# Instructions to follow
Within the data that follows, tally every line containing "arched". Provide only the tally.

---- Material shown

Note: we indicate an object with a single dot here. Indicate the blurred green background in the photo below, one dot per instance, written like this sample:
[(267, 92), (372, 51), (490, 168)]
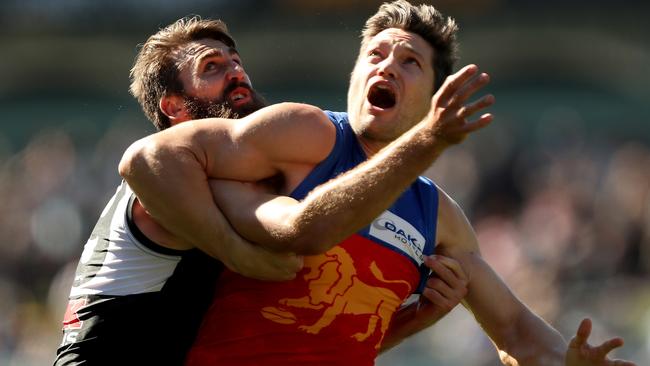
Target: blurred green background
[(558, 187)]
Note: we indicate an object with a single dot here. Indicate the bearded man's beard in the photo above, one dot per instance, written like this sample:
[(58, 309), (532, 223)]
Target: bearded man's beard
[(221, 108)]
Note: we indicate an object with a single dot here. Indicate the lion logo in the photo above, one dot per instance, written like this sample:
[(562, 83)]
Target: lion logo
[(335, 288)]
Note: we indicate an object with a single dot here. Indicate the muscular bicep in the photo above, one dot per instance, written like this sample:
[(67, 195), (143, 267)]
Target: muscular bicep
[(256, 214), (264, 143)]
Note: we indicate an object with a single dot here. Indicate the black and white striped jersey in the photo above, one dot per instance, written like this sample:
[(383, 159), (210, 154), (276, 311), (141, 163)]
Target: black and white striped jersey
[(133, 301)]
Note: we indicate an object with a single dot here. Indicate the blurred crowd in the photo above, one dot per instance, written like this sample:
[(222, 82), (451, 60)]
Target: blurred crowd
[(565, 221)]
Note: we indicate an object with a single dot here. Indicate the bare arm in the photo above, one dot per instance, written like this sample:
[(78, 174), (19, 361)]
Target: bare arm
[(445, 288), (335, 209), (168, 172), (521, 337)]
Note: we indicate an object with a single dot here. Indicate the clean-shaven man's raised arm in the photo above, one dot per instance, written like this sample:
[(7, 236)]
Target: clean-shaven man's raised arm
[(169, 171)]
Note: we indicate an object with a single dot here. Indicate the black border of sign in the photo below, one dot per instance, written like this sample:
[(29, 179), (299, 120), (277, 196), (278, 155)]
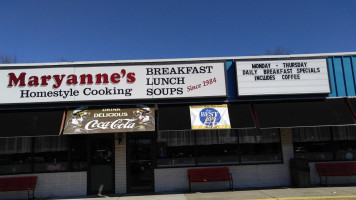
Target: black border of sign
[(129, 64), (279, 59)]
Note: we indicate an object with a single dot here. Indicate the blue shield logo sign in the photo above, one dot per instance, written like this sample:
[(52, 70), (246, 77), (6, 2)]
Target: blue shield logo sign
[(210, 116)]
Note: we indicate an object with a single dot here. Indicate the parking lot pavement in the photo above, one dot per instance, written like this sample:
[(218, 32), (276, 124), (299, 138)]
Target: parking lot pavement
[(313, 193)]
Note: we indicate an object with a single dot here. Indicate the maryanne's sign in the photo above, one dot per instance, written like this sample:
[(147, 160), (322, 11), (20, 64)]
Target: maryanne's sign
[(275, 77), (210, 117), (109, 120), (59, 84)]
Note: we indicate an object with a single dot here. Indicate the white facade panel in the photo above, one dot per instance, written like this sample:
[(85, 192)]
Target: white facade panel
[(155, 81)]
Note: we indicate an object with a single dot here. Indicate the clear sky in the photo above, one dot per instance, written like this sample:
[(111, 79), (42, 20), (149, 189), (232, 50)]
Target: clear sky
[(89, 30)]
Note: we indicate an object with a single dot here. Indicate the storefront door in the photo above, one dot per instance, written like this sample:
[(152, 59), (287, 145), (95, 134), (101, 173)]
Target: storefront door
[(139, 164), (101, 164)]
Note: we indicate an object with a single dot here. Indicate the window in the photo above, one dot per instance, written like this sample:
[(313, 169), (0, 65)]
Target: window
[(15, 155), (78, 152), (218, 147), (260, 146), (313, 143), (345, 142), (43, 154), (175, 148), (325, 143), (51, 154)]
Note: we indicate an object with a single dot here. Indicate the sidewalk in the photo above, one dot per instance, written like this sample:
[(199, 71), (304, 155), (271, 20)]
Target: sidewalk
[(315, 193)]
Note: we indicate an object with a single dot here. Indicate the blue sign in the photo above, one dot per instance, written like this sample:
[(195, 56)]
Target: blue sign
[(210, 116)]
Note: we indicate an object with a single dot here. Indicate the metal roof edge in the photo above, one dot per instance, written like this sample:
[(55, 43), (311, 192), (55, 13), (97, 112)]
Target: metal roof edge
[(182, 59)]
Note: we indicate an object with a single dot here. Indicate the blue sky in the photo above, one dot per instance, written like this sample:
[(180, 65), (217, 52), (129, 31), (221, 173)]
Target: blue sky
[(89, 30)]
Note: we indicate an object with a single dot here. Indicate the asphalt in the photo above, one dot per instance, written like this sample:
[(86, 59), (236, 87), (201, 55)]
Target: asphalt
[(314, 193)]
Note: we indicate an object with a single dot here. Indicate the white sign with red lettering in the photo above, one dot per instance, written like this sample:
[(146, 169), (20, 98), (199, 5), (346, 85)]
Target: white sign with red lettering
[(65, 84)]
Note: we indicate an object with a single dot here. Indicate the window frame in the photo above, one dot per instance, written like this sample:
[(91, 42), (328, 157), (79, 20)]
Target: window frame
[(238, 149)]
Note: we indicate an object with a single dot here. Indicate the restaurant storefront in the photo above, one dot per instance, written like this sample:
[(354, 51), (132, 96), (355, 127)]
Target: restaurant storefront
[(123, 127)]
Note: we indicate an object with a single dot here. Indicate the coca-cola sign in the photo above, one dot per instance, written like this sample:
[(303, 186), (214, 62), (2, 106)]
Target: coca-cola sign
[(110, 120)]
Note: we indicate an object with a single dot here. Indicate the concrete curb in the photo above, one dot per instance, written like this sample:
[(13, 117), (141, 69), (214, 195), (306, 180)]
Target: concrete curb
[(352, 197)]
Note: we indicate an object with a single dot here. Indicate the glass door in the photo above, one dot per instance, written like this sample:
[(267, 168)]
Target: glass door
[(101, 164), (139, 165)]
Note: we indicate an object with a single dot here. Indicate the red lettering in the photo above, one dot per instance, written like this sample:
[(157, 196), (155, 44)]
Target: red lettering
[(13, 80), (86, 79), (33, 81), (72, 79), (99, 78), (44, 80), (59, 80), (115, 78), (131, 77)]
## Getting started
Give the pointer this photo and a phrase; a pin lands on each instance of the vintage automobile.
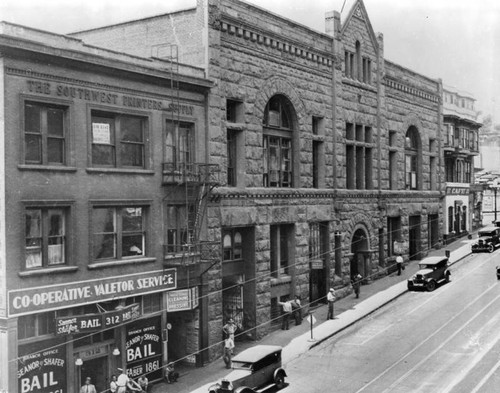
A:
(489, 239)
(255, 368)
(433, 271)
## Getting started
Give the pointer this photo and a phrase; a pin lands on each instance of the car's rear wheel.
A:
(279, 381)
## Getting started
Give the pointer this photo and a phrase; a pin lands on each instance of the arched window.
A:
(358, 72)
(450, 219)
(277, 142)
(412, 159)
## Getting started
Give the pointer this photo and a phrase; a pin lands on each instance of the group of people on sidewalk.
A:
(291, 308)
(123, 383)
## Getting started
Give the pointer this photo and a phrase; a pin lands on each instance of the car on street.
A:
(489, 240)
(432, 271)
(257, 368)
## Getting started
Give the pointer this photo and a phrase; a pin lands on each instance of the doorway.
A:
(97, 369)
(359, 248)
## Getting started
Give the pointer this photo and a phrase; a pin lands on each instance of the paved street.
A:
(444, 341)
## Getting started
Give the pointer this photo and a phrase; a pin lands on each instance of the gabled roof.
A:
(358, 10)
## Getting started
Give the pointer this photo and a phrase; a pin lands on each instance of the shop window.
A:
(35, 325)
(281, 239)
(179, 145)
(118, 232)
(45, 134)
(277, 142)
(180, 227)
(45, 237)
(118, 140)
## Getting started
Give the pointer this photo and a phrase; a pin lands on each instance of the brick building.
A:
(331, 157)
(462, 212)
(88, 179)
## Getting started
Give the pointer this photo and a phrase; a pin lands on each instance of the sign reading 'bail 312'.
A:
(93, 322)
(71, 294)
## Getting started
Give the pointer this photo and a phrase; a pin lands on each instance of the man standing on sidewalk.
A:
(287, 311)
(331, 299)
(399, 263)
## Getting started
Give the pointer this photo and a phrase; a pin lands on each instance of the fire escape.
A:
(189, 185)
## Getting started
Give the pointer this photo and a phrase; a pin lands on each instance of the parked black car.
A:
(433, 271)
(489, 240)
(258, 367)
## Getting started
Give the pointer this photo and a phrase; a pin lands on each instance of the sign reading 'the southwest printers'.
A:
(53, 297)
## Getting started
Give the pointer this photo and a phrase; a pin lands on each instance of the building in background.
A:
(92, 204)
(331, 157)
(462, 202)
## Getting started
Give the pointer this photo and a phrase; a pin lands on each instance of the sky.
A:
(454, 40)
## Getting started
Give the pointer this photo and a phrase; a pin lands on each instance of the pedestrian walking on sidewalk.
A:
(297, 310)
(356, 284)
(286, 312)
(399, 263)
(229, 329)
(331, 299)
(228, 352)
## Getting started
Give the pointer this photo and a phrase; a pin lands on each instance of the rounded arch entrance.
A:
(360, 250)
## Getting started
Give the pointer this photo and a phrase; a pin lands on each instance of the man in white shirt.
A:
(331, 299)
(399, 263)
(287, 311)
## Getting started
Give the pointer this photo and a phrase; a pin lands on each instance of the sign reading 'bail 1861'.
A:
(143, 348)
(41, 367)
(93, 322)
(53, 297)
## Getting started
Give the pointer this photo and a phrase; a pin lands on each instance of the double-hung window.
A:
(119, 232)
(277, 143)
(45, 134)
(179, 144)
(180, 227)
(118, 140)
(45, 237)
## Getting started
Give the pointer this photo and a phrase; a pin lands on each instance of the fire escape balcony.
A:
(190, 173)
(193, 256)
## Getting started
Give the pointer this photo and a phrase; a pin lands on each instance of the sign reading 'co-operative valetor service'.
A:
(52, 297)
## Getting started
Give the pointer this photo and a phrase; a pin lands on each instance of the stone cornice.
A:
(300, 193)
(275, 41)
(412, 90)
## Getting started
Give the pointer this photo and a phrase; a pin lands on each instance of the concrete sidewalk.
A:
(297, 340)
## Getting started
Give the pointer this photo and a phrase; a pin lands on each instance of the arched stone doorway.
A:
(360, 249)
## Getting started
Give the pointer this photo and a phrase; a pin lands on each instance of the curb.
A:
(323, 339)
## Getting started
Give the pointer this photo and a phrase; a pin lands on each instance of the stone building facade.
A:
(331, 157)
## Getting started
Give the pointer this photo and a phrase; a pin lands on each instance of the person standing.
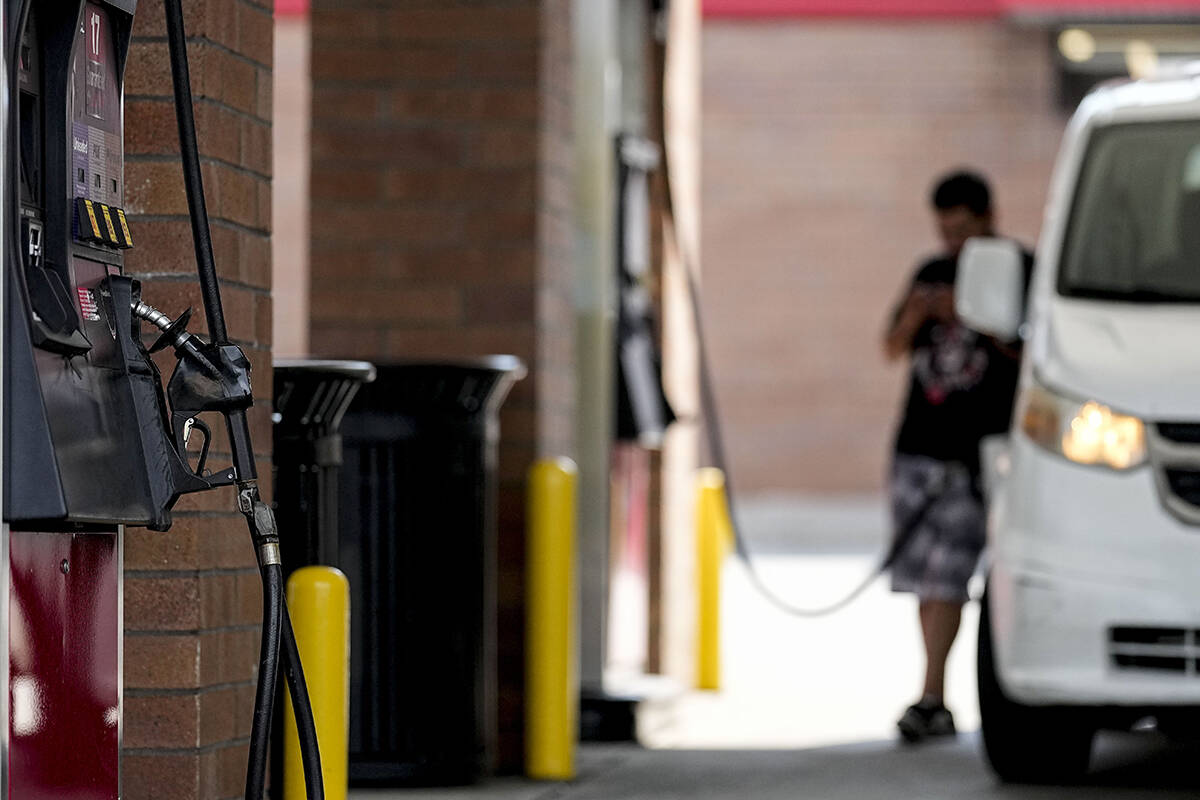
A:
(961, 389)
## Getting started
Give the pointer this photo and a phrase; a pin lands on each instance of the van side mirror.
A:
(988, 293)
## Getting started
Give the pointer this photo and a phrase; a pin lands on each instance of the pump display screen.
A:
(96, 150)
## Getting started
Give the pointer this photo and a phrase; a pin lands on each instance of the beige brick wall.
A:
(821, 140)
(441, 224)
(192, 597)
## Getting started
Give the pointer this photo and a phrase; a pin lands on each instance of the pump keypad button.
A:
(102, 224)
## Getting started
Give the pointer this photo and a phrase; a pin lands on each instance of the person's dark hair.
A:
(963, 188)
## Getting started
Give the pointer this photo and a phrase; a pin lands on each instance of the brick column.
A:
(192, 597)
(441, 196)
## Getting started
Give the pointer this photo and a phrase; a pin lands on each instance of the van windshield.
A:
(1134, 233)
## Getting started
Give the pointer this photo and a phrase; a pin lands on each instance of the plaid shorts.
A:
(941, 552)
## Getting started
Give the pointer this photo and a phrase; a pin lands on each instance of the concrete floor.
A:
(808, 707)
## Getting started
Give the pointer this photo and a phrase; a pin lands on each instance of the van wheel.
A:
(1027, 744)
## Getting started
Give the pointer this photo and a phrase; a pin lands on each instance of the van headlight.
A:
(1085, 432)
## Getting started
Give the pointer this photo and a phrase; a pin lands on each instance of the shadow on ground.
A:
(1125, 768)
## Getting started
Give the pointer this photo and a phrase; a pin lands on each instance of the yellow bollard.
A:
(552, 671)
(714, 533)
(319, 600)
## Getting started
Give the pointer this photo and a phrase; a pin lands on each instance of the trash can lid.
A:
(511, 365)
(360, 371)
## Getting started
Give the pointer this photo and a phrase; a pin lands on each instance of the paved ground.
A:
(808, 707)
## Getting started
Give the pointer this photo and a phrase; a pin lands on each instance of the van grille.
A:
(1185, 485)
(1161, 649)
(1182, 432)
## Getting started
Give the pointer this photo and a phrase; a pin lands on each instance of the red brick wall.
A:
(821, 142)
(192, 599)
(441, 194)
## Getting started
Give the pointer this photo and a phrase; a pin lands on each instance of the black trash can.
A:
(418, 543)
(311, 397)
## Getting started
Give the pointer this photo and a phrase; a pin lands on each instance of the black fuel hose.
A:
(268, 674)
(709, 410)
(276, 621)
(301, 708)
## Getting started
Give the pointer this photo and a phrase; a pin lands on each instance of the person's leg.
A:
(939, 626)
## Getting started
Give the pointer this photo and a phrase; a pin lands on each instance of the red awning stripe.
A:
(291, 7)
(945, 7)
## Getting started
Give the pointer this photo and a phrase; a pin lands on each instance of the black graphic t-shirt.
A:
(963, 384)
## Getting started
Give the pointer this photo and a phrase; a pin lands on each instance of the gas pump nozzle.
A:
(208, 378)
(215, 376)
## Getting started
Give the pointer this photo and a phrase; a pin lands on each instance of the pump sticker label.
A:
(108, 223)
(91, 217)
(88, 307)
(125, 227)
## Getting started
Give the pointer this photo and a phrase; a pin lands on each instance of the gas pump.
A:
(93, 441)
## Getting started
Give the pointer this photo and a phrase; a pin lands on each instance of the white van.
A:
(1091, 617)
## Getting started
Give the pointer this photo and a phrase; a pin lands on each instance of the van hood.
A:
(1140, 359)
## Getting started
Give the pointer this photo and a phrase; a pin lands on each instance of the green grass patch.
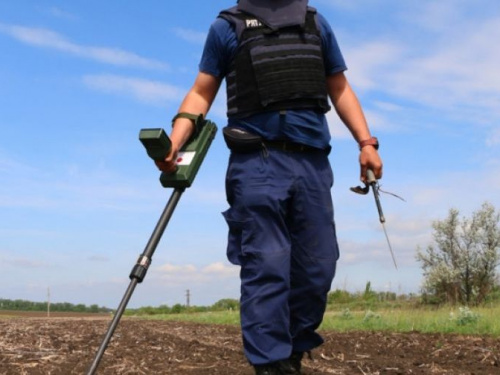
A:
(465, 321)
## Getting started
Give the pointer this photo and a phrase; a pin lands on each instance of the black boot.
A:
(296, 360)
(267, 370)
(284, 367)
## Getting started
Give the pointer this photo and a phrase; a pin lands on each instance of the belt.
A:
(291, 146)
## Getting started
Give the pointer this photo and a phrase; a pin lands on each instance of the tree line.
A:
(23, 305)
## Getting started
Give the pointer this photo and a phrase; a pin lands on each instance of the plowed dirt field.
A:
(64, 345)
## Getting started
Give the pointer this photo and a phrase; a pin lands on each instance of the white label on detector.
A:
(186, 157)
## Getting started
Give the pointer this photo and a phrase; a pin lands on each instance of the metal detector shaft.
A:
(138, 272)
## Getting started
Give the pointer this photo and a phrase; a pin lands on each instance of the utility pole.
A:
(48, 302)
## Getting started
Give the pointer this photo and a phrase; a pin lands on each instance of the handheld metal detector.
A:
(191, 156)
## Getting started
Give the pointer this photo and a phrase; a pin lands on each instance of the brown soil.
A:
(67, 345)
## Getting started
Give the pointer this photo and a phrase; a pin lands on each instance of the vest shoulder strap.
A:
(242, 21)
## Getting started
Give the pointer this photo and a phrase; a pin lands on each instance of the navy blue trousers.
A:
(282, 234)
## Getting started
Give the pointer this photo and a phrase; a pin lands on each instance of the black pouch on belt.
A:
(239, 140)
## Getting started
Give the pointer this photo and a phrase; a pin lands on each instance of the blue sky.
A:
(79, 198)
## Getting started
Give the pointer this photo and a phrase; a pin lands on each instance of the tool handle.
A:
(370, 177)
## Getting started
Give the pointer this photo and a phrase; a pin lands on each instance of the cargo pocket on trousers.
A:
(240, 235)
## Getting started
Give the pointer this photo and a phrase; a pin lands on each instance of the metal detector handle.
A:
(190, 156)
(370, 177)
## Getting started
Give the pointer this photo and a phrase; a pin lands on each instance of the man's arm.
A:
(350, 112)
(198, 100)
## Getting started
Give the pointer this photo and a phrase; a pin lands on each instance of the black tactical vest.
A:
(275, 68)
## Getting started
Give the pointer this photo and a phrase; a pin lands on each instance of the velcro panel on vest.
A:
(288, 70)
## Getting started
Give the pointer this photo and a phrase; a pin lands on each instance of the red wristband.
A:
(373, 141)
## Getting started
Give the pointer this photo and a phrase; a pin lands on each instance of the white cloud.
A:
(148, 91)
(45, 38)
(189, 35)
(196, 275)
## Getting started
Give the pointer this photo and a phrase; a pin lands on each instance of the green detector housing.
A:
(190, 157)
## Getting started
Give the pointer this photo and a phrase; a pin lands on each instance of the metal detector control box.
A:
(190, 157)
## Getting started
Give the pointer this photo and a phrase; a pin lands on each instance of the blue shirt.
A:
(302, 126)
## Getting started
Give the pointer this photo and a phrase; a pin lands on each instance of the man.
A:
(281, 63)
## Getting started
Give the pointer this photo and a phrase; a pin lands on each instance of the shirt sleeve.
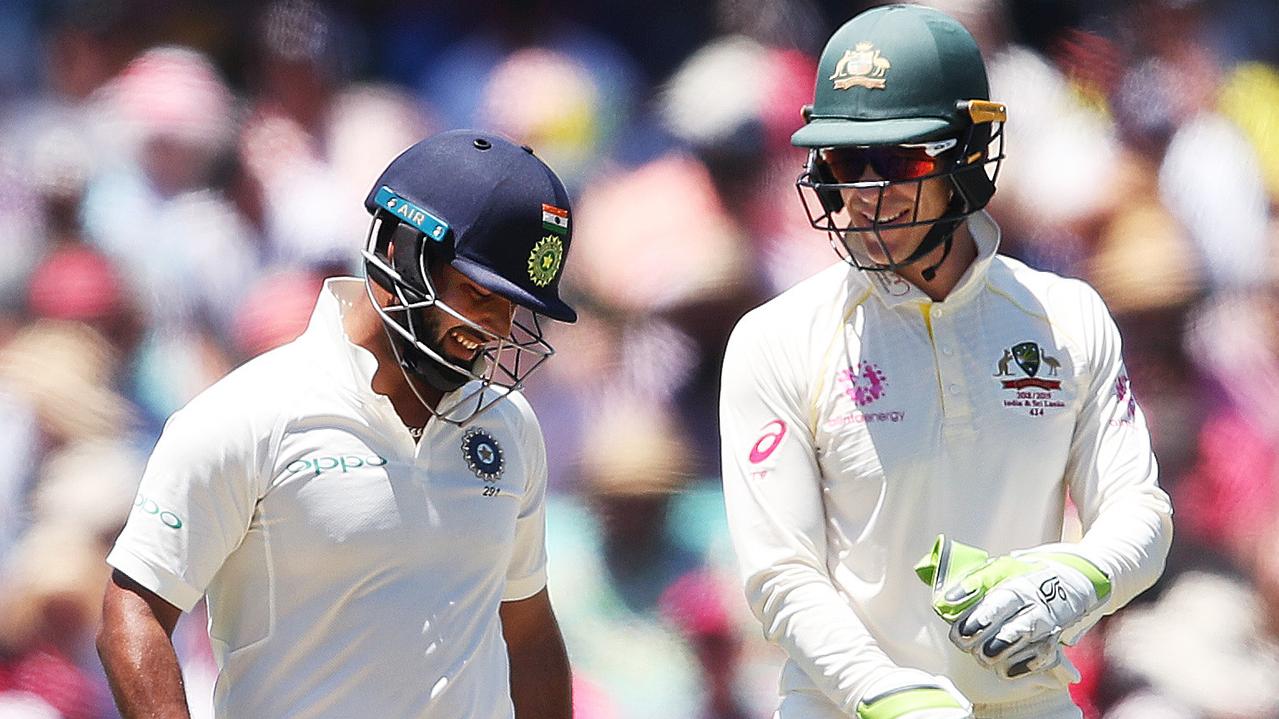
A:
(526, 573)
(195, 502)
(776, 518)
(1113, 475)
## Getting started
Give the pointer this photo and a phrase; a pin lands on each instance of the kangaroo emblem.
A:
(861, 67)
(1003, 365)
(1053, 365)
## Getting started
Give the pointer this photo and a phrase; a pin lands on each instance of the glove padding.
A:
(1009, 612)
(911, 694)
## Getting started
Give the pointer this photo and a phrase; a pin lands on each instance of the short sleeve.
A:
(196, 499)
(526, 572)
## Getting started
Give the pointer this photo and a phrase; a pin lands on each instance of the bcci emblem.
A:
(861, 67)
(1030, 358)
(545, 260)
(482, 454)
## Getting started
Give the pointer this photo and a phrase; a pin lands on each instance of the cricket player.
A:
(363, 508)
(924, 411)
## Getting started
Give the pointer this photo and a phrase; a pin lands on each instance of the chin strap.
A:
(941, 233)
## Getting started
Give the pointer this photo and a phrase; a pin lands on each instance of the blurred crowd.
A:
(177, 178)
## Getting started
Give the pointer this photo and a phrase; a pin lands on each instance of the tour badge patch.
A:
(484, 454)
(861, 67)
(1028, 370)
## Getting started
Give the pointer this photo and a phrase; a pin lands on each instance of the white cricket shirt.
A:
(860, 420)
(349, 571)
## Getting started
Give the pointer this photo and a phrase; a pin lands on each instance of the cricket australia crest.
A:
(1028, 369)
(861, 67)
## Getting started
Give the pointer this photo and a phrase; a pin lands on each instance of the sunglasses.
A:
(889, 161)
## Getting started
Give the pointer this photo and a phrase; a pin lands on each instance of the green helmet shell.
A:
(894, 74)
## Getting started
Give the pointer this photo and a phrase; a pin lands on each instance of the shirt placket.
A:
(941, 321)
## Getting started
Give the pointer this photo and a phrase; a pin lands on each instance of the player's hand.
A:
(911, 694)
(1009, 612)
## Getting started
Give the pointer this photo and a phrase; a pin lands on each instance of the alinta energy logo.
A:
(863, 384)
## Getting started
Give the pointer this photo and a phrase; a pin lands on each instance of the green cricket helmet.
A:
(902, 91)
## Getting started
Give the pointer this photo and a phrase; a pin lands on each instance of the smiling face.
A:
(908, 198)
(457, 340)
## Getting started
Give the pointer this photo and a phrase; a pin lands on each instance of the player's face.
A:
(454, 339)
(915, 201)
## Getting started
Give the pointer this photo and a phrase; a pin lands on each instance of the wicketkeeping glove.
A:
(911, 694)
(1009, 612)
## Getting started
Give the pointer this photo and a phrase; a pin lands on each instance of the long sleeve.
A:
(1113, 475)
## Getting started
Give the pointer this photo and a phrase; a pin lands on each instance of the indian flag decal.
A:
(554, 219)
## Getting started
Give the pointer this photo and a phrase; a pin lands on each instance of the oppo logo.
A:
(320, 465)
(149, 507)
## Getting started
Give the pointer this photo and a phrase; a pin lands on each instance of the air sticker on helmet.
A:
(861, 67)
(554, 219)
(429, 224)
(545, 260)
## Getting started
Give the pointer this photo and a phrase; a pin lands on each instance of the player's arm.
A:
(136, 647)
(1113, 476)
(540, 679)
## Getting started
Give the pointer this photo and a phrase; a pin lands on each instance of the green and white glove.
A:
(1009, 612)
(911, 694)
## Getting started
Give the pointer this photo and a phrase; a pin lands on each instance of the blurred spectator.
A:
(275, 311)
(1202, 650)
(160, 215)
(53, 589)
(696, 604)
(617, 550)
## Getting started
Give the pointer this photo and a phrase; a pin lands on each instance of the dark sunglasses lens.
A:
(848, 164)
(904, 164)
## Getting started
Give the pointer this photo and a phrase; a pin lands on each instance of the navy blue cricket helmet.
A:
(495, 213)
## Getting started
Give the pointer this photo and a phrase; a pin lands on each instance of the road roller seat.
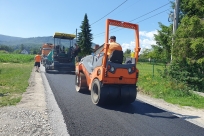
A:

--------

# Task output
2